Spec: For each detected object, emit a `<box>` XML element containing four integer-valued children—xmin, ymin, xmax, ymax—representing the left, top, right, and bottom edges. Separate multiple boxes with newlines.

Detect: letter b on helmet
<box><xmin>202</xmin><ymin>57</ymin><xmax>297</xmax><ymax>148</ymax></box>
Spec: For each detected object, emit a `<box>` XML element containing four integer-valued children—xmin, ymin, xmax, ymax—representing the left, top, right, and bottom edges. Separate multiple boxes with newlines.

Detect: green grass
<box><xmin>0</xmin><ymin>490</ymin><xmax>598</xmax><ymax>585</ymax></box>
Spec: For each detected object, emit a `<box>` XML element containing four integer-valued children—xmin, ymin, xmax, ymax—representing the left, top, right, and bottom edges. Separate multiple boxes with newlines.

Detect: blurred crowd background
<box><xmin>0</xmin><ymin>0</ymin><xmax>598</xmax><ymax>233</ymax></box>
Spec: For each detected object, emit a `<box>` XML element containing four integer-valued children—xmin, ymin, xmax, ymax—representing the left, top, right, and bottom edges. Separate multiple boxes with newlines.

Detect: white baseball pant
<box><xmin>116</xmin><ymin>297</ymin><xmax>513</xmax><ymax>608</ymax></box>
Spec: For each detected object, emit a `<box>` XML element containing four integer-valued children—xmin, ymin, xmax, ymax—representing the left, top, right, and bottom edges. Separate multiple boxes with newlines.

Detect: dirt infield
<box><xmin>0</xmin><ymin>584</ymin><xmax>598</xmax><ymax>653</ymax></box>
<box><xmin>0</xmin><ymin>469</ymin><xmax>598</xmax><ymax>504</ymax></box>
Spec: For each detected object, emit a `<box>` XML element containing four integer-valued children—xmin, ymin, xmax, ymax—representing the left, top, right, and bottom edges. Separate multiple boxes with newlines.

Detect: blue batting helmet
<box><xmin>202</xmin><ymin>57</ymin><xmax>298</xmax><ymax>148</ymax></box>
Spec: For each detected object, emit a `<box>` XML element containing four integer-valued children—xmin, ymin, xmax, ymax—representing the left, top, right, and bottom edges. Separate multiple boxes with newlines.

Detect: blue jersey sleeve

Your task:
Pull out every line in the records above that contains the word "blue", treating uppercase and lowercase as different.

Output of the task:
Detect: blue batting helmet
Detect: blue jersey sleeve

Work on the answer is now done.